▶ [Material for this task]
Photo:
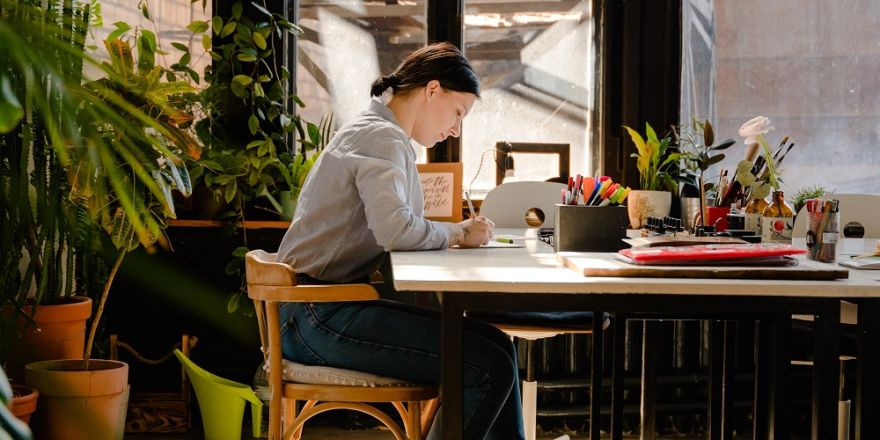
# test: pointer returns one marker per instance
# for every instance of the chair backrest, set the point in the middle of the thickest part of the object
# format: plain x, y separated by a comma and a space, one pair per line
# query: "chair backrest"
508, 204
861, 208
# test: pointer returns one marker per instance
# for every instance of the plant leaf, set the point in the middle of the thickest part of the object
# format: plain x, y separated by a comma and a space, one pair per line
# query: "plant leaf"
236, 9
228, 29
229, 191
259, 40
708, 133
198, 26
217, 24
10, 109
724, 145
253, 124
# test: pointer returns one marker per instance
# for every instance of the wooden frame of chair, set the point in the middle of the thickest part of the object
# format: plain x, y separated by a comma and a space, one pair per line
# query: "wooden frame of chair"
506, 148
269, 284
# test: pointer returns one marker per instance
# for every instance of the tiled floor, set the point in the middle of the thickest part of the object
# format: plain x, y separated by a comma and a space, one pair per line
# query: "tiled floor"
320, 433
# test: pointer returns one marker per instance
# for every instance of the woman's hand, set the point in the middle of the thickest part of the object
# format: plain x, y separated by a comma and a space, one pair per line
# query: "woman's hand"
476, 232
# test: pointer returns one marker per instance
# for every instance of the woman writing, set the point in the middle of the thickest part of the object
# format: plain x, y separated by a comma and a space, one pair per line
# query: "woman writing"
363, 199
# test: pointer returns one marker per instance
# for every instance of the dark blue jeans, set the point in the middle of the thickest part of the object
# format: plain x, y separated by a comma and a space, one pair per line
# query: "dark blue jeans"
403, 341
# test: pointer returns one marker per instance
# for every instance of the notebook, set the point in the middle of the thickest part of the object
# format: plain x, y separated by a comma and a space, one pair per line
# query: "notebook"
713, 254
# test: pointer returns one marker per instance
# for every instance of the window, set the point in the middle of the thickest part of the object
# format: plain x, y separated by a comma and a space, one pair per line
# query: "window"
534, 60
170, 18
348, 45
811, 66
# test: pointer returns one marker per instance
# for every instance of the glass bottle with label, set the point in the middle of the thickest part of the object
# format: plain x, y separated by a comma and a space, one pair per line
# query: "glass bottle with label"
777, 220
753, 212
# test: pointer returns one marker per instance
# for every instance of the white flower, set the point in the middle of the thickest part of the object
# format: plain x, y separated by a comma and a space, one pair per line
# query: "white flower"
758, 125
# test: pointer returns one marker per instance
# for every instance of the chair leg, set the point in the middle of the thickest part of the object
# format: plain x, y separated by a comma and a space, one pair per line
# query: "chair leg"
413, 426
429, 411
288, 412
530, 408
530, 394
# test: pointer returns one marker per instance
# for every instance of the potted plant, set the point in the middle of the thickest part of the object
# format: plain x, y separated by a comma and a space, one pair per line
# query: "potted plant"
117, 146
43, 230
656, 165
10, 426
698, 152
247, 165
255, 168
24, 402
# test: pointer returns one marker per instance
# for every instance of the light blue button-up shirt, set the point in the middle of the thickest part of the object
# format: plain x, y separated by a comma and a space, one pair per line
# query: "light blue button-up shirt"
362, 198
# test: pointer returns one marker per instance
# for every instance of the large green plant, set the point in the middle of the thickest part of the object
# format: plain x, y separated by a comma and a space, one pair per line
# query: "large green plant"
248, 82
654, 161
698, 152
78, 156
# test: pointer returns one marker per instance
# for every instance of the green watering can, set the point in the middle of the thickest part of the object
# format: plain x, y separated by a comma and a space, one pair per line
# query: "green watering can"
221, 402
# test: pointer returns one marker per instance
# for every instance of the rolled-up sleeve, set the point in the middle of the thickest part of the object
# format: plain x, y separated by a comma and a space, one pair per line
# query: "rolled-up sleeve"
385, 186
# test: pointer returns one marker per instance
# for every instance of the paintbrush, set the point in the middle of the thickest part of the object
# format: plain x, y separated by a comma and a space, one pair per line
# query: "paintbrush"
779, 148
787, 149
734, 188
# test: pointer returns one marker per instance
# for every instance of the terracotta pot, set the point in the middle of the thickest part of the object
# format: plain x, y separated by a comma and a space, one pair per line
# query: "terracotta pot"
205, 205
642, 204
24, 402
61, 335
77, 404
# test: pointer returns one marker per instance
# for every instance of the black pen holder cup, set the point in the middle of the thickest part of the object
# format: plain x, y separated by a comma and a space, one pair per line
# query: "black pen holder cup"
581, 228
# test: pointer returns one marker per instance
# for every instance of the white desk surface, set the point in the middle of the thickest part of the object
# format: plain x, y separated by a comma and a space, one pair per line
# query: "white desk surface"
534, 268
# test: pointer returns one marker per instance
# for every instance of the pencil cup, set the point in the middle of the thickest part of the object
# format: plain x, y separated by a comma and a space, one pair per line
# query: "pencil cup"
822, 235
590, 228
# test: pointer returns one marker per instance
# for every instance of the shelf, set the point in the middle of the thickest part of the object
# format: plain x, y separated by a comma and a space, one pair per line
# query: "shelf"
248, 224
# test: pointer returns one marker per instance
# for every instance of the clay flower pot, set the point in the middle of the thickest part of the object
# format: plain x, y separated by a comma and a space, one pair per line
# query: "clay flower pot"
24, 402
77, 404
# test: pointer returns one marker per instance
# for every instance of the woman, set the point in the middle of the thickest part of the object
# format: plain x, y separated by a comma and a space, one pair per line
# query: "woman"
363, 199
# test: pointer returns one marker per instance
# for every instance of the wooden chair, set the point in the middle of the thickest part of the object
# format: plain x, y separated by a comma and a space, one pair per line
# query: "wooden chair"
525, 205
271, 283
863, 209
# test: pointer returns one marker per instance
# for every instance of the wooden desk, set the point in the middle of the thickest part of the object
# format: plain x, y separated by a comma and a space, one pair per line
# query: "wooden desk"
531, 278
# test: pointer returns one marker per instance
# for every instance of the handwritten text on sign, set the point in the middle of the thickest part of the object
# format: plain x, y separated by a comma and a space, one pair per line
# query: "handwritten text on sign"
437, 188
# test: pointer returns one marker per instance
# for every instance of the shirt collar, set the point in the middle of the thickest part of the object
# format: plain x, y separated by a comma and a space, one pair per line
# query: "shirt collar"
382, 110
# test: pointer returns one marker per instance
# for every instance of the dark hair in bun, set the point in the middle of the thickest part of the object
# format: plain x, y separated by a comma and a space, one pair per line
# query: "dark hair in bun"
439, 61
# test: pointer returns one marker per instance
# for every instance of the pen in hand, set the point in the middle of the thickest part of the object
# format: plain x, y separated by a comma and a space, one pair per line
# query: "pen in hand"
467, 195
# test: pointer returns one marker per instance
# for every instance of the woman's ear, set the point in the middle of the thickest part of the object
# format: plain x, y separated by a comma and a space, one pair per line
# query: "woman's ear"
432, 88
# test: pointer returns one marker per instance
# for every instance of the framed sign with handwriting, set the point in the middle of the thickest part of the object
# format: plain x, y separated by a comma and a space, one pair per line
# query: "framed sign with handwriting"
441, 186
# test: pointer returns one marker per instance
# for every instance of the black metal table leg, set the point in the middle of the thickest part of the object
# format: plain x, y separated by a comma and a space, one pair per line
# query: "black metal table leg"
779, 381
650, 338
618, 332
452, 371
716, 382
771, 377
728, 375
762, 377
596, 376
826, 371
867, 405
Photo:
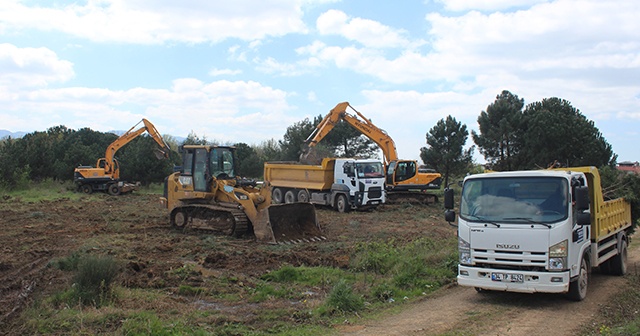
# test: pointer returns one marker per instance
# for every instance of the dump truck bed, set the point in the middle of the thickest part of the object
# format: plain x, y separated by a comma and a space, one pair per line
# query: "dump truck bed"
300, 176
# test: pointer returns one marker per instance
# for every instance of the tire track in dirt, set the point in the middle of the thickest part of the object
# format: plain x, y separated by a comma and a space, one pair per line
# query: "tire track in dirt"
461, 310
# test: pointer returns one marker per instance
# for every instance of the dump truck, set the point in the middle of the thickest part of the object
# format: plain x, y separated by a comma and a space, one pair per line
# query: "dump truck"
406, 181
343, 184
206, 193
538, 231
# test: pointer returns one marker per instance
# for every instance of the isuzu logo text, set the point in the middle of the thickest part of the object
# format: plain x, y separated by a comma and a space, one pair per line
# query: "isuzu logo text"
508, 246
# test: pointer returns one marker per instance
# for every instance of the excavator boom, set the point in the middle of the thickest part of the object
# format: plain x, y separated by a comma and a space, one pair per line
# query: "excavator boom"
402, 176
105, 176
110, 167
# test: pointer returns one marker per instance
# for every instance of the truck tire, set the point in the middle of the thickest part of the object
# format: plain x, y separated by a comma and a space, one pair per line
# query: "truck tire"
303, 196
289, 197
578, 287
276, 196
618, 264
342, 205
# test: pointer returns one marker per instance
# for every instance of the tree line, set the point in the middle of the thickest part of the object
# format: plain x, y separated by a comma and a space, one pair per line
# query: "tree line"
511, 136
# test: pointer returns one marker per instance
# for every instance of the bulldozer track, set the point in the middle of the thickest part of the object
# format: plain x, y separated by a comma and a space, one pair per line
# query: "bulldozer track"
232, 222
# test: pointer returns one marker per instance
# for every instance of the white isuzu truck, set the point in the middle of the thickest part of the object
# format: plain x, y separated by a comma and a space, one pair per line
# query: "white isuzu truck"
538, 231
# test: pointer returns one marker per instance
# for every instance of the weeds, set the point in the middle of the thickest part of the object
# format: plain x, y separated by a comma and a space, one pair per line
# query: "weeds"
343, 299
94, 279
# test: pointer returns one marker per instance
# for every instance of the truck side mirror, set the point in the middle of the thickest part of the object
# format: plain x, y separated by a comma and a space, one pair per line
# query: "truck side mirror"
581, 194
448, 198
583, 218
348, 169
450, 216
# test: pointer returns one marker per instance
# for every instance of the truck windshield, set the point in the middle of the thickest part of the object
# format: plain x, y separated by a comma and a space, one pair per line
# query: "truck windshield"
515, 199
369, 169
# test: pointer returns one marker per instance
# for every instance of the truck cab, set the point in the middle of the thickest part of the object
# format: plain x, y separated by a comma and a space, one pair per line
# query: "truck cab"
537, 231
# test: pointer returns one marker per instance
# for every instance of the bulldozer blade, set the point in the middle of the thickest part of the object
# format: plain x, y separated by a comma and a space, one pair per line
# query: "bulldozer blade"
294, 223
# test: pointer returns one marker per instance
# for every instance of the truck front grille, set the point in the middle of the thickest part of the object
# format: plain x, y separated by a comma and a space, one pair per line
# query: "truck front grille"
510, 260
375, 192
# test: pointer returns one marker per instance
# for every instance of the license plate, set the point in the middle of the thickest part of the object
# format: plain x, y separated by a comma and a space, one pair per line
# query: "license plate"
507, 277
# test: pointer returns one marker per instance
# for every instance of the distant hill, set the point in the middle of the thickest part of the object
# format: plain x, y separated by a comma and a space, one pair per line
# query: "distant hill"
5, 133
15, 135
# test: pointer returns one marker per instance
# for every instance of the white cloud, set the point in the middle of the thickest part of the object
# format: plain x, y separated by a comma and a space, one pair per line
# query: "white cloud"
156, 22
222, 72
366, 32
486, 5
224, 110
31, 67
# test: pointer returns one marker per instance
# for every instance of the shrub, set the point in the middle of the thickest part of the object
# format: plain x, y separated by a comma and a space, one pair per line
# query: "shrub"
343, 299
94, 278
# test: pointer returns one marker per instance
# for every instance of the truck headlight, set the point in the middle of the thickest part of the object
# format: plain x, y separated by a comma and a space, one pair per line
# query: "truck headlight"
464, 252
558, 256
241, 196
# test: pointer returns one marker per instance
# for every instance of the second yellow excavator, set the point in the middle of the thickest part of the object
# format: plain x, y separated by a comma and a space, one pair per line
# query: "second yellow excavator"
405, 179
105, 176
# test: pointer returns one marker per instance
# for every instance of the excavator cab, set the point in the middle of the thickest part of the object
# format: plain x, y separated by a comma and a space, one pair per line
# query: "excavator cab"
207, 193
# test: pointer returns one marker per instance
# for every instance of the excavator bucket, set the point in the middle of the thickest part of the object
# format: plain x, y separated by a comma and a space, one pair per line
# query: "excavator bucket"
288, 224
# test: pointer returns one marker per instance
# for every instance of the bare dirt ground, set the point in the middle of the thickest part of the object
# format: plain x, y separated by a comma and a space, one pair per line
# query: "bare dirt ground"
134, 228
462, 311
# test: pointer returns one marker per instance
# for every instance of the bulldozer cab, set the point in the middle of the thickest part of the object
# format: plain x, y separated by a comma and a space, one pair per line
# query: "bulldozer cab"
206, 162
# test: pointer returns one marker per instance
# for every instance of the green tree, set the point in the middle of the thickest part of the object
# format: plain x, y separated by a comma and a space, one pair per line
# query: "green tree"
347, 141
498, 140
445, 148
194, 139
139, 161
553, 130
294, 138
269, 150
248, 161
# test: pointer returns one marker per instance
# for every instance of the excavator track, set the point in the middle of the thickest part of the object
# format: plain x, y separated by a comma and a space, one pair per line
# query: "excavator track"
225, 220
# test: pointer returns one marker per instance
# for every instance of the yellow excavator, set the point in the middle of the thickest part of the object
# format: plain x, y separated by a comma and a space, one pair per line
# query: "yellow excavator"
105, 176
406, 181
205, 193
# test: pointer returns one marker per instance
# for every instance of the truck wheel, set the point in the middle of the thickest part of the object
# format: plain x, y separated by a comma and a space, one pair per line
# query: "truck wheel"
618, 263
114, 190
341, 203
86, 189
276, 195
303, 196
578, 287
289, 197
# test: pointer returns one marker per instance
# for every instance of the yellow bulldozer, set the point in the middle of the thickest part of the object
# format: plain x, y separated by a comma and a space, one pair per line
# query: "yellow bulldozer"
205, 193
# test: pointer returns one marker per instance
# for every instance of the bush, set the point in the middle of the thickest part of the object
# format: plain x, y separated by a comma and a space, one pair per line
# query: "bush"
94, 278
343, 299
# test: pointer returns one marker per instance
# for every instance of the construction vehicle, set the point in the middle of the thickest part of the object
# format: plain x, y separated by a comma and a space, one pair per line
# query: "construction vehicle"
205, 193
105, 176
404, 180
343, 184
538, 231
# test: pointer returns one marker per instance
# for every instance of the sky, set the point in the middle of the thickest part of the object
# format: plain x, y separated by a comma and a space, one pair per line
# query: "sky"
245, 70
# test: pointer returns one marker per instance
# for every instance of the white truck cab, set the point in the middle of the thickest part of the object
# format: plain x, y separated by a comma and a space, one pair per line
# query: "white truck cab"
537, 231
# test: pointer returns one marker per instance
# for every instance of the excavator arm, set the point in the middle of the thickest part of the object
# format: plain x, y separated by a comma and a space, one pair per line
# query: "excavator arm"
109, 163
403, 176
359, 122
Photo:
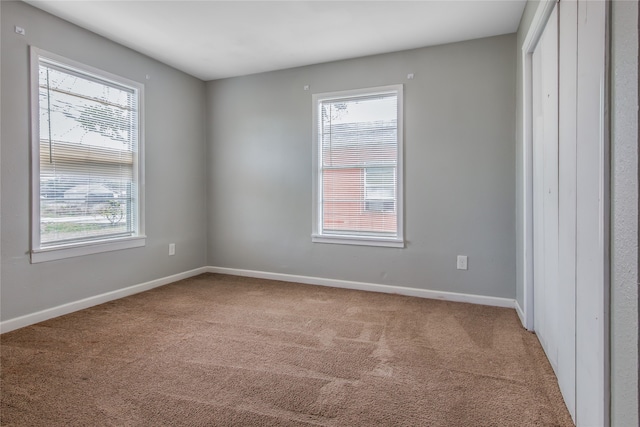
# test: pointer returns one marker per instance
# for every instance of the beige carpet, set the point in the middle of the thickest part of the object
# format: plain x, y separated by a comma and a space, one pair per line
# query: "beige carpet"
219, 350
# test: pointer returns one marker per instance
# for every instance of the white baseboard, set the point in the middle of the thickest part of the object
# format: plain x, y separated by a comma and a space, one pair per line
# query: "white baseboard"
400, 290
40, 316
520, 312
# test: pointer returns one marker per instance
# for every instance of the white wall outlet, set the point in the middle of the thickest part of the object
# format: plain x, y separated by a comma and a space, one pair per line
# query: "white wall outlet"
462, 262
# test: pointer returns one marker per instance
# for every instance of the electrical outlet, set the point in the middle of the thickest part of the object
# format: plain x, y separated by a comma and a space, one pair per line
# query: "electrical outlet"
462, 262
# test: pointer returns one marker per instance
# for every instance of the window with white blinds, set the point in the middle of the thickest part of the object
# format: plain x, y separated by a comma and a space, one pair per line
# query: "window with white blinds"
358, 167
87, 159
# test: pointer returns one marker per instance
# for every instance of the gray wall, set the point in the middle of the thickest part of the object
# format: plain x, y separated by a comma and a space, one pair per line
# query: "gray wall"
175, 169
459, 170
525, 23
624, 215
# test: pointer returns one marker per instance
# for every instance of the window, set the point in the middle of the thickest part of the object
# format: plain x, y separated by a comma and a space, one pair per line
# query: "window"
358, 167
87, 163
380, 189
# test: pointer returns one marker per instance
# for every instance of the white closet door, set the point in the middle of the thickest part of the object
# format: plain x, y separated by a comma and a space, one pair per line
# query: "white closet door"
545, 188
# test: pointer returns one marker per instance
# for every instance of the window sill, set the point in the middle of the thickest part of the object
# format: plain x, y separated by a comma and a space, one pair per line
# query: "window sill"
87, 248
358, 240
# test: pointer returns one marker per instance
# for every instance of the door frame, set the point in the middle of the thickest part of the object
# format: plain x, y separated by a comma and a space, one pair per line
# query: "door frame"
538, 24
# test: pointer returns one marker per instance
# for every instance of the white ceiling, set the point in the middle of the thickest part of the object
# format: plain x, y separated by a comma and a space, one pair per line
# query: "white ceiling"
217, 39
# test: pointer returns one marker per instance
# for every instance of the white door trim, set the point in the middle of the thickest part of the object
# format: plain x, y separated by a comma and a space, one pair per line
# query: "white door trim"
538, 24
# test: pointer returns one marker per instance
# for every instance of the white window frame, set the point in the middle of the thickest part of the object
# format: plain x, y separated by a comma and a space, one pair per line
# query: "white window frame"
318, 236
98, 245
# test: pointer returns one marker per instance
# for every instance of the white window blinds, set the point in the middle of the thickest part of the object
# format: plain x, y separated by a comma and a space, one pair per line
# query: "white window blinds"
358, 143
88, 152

▶ [Goal] Return every line of the listing above that contains the string "window".

▶ [Correct response]
# for every instance of the window, set the point in the middle of the thickest part of the object
# query: "window"
# for every instance of the window with white blinds, set the point in the middle of the thickest part of the object
# query: "window with white blinds"
# for every instance of the window, set the point in the middle of the thickest part of the object
# query: "window"
# for every instance of the window sill, set the point in the middle of the thickest part of the object
# query: "window sill"
# for every instance of the white window frame, set the point in the middle of the thickest part of the object
# query: "white window frame"
# for every instance of the white window blinds, set the point in the middle of the thickest part of the object
# query: "white window blinds"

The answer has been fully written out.